Written problem: Reproduce every line of the data below, with the request lines unchanged. Rescale each x and y coordinate in the answers by multiplying it by 0.35 and rounding to the nearest whole number, rounding halves up.
**********
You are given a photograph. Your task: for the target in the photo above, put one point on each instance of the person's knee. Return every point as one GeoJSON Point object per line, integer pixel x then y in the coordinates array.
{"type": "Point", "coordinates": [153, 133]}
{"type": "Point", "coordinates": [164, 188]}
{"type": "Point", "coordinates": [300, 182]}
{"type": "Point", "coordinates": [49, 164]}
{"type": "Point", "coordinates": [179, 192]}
**********
Task answer:
You are given a photograph. Your task: for the target in the photo above, put one point on each instance of the person's knee. Return every point as one GeoJSON Point object per line, integer pixel x then y in the coordinates array.
{"type": "Point", "coordinates": [54, 47]}
{"type": "Point", "coordinates": [57, 66]}
{"type": "Point", "coordinates": [105, 64]}
{"type": "Point", "coordinates": [17, 57]}
{"type": "Point", "coordinates": [63, 67]}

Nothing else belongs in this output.